What the task asks:
Each line of the listing that contains "this" should be found and copied.

####################

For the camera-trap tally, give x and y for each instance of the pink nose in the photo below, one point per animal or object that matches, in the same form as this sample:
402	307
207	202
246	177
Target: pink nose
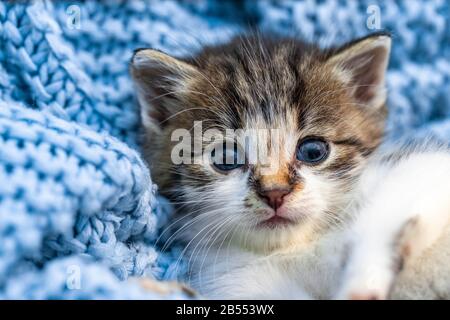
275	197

####################

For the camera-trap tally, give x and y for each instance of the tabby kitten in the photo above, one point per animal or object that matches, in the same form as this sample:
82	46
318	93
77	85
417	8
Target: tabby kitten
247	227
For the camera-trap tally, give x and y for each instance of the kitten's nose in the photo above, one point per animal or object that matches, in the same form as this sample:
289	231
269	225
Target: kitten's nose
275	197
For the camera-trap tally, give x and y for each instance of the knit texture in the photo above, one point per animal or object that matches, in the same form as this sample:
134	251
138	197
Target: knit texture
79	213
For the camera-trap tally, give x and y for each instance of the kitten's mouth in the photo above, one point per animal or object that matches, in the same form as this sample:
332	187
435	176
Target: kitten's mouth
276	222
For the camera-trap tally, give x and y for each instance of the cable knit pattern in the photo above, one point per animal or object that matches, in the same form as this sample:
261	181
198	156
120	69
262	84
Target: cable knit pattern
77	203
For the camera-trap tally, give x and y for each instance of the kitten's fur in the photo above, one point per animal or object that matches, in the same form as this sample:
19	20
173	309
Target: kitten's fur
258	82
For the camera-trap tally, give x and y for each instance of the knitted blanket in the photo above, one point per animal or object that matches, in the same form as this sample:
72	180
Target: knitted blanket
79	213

####################

Worked solution:
For the camera-trap tally, give x and y for each instance of the pink nose in the photo below, one point per animal or object that matches, in the same form as this sample:
For the camera-trap tally, give x and y for each instance of the tabby kitten in the photo above, one point per animal or object that matches, in the same form as this sample:
For the camera-trap tally, give x and y for each instance of the kitten's nose in the photo above, one point per animal or object that matches, in the same form as this sample:
For the camera-trap tally, give x and y for each instance of the knit texture in the photo above, one point per animal or object that matches, in the same form as this sample:
For the camera-trap tally, give x and y for each instance of the kitten's mouth in the photo above, one point per animal or object that matches, in the same form as this sample:
For the camera-trap tally, give x and y for each instance of the cable knit pattern in the photo above, one point per animal or object that matches, in the same form as this sample:
For the camera-trap tally, give x and y for each instance of the kitten's fur in the photo above, one point per animal or object that matches, in the same form as this sample:
For the camera-trap tally, give x and y for each instance of the knitted blanket in the photo above, one point per animal or object that matches, in the same form as this sample:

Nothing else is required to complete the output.